Wynder said anyone is welcome at the classes, which are generally held at 9:45 a.m. on the third Thursday of the month and last about an hour and a half. To register, call 942-1970.
It’s especially important for those with a family member or friend who uses the drug, Wynder said.
“Anybody that has a loved one that may be using drugs would be wise to carry it,” he said.
The training teaches not only how to use the nasal spray but also how to recognize the signs of an opiate overdose.
“I think the most important thing they learn is they can tell if the person is really high or is the person at an overdose stage,” Wynder said. “If the person is unresponsive, no movement, very shallow breathing, that’s when you should dial 911 and give the Narcan.”
After completing the training, Wynder said, each person will receive a card they can take to a pharmacy and receive naloxone. There is a standing statewide prescription for the drug, and it is often free, Wynder said.
Of course, it is best to seek help for those who are addicted and educate them to prevent them from becoming addicted in the first place. The community services board is working on those fronts, too.
It has held screenings of a documentary called “Chasing the Dragon,” which shows how a simple prescription for pain medication can lead down the path to heroin addiction.
“What happens when the person runs out of pain medication and their body is asking for something?” Wynder said. “That’s when they go down that dark road. Education is the best prevention — knowing you shouldn’t play around with pain medication or any type of opiates.”
But in the meantime, it’s comforting knowing that naloxone is available to help people who are addicted live to fight another day and perhaps kick the drugs for good.

• [Extracted records]
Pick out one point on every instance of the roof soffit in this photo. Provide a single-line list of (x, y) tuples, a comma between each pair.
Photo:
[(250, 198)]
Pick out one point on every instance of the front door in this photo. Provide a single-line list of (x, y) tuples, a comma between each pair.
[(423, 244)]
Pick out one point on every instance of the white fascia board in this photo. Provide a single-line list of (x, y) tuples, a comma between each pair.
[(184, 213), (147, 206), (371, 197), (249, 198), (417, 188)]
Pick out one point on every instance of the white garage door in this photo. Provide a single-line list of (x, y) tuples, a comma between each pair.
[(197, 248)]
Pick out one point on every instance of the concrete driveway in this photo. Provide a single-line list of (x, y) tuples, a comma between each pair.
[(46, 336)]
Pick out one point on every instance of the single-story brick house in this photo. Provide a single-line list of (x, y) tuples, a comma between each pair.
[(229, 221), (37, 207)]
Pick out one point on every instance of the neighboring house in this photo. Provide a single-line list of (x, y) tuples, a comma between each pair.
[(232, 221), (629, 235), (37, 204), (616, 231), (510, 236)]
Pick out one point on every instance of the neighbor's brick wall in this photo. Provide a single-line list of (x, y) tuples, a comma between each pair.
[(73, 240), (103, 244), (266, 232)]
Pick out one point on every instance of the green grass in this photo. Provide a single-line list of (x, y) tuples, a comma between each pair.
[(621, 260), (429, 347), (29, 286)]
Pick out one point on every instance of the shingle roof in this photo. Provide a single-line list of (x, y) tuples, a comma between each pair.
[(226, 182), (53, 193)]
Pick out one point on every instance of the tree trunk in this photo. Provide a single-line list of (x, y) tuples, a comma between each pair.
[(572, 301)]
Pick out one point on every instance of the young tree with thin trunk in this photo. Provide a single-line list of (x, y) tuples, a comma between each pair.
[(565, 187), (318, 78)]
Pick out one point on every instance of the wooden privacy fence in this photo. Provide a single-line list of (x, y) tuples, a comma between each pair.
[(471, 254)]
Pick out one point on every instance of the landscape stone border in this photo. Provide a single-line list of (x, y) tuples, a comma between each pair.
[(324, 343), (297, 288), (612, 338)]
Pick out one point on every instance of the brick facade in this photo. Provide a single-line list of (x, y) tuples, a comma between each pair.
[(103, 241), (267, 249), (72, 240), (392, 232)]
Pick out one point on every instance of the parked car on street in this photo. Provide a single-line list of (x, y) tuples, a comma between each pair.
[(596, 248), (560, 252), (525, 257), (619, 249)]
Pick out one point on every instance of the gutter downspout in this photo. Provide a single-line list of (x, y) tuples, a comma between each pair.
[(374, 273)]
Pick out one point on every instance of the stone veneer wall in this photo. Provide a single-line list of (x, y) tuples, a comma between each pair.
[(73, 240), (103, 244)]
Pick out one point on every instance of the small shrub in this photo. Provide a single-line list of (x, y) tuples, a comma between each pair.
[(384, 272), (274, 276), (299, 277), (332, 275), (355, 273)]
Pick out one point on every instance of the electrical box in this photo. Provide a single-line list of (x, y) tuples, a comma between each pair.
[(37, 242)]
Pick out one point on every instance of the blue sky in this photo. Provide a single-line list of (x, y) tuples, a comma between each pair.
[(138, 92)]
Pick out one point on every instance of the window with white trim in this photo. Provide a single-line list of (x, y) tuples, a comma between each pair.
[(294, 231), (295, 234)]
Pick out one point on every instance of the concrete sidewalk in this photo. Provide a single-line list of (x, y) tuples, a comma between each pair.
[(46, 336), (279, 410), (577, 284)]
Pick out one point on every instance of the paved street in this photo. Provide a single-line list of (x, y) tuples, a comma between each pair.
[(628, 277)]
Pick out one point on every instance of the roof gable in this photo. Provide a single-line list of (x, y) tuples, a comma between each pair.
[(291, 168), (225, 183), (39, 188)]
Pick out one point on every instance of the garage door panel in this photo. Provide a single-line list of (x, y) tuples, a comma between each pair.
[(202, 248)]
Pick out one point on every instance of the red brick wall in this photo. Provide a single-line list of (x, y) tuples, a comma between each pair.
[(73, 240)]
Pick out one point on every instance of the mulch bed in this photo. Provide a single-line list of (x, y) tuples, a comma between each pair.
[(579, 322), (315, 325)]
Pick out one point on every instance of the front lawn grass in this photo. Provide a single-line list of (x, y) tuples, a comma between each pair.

• [Task list]
a: In the naloxone article, could you rewrite the part that opens with the words containing "It has held" and closes with "drugs for good.", substituting "long road" for "dark road"?
b: Does the naloxone article support each of these statements? (i) The classes are generally held at 9:45 a.m. on the third Thursday of the month. (ii) At the end of the training, participants are handed naloxone by the trainers. (iii) The documentary screened by the community services board is called "Chasing the Dragon."

• [Your written answers]
a:
It has held screenings of a documentary called “Chasing the Dragon,” which shows how a simple prescription for pain medication can lead down the path to heroin addiction.
“What happens when the person runs out of pain medication and their body is asking for something?” Wynder said. “That’s when they go down that long road. Education is the best prevention — knowing you shouldn’t play around with pain medication or any type of opiates.”
But in the meantime, it’s comforting knowing that naloxone is available to help people who are addicted live to fight another day and perhaps kick the drugs for good.

b:
(i) Yes: "which are generally held at 9:45 a.m. on the third Thursday of the month"
(ii) No: "each person will receive a card they can take to a pharmacy and receive naloxone"
(iii) Yes: "It has held screenings of a documentary called "Chasing the Dragon,""